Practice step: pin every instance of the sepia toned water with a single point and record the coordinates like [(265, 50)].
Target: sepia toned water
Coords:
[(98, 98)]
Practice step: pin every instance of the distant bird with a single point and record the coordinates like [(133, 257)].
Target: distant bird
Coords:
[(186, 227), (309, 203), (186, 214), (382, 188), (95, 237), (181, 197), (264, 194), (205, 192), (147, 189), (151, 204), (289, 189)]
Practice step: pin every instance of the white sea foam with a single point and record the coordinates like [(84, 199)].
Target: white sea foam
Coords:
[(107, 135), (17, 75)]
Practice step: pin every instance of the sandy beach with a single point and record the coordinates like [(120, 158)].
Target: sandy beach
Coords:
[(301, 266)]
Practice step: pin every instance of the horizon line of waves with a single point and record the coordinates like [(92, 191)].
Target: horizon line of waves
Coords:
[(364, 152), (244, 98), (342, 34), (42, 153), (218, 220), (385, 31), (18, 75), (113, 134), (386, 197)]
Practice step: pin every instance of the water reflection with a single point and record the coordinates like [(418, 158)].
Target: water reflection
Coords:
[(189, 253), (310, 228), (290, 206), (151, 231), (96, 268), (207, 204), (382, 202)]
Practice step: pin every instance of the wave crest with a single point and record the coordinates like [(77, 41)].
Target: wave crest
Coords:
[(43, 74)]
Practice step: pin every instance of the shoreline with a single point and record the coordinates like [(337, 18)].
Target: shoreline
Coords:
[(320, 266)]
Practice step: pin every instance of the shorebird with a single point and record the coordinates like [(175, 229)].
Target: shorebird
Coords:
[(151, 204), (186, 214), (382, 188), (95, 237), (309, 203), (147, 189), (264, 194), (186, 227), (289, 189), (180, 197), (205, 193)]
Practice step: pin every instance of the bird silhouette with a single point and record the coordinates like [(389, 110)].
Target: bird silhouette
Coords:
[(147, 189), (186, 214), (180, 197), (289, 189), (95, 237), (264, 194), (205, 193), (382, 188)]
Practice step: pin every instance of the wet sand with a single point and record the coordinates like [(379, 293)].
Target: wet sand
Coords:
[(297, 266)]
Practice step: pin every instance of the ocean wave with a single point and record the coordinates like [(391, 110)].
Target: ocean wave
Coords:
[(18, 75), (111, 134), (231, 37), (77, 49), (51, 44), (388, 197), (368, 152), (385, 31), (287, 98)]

☆ ☆ ☆

Brief: Retype the entire listing word for word.

Solution to this problem:
Practice step: pin every instance of the sepia toned water with a single point and record the coordinates like [(265, 50)].
Target: sepia toned water
Coords:
[(98, 98)]
Practice step: pin every instance of the distant bird with a single point and record the coordinates like [(133, 257)].
Target: distant bird
Coords:
[(186, 227), (309, 203), (186, 214), (382, 188), (95, 237), (181, 197), (264, 194), (205, 192), (147, 189), (151, 204), (289, 189)]
Practice step: pin every instance of the white sea foam with a single point and record the coordinates like [(84, 199)].
Target: white sea foam
Coords:
[(107, 135), (17, 75)]
Practice step: pin every instance of the sandy beach with a single point and record the coordinates like [(120, 158)].
Target: sandy beach
Coords:
[(301, 266)]
Practice step: pin every instance of the horizon line of waves with a single point and record the coordinates like [(92, 191)].
Target: horizon line of waves
Coords:
[(364, 152), (244, 98), (342, 34), (42, 153), (218, 220), (385, 31), (18, 75), (113, 134), (386, 197)]
Practice step: pin every instance of the water reflection with a single point and record the coordinates like [(418, 158)].
Target: water reflection
Coords:
[(189, 253), (310, 228), (290, 206), (151, 231), (96, 268), (207, 204), (382, 202)]
Practice step: pin every instance of the wave crest with a single point and record the coordinates like [(77, 41)].
Target: wave crest
Coords:
[(43, 74)]
Practice step: pin every instance of the shoreline with a single point and record the coordinates like [(337, 18)].
Target: shoreline
Coords:
[(320, 266)]
Practice step: pin every instance of the shorebird with a single point and record the coordinates like [(175, 229)].
Target: shorebird
Coords:
[(151, 204), (186, 214), (382, 188), (95, 237), (309, 203), (147, 189), (264, 194), (186, 227), (289, 189), (180, 197), (205, 193)]
Practice step: pin every instance of the bird silhouette with a single point and record the coordinates like [(389, 110)].
Target: bird silhouette
Coords:
[(147, 189), (186, 214), (180, 197), (289, 189), (95, 237), (264, 194), (205, 193), (382, 188)]
Practice step: pin every instance of the wet sand with a single point and record the coordinates like [(379, 293)].
Target: wet sand
Coords:
[(297, 266)]
Practice step: pin every instance of the ocean wave with a single point and record the coordinates like [(391, 110)].
Target: ocean wave
Coords:
[(18, 75), (111, 134), (231, 37), (77, 49), (51, 44), (388, 197), (368, 152), (385, 31), (287, 98)]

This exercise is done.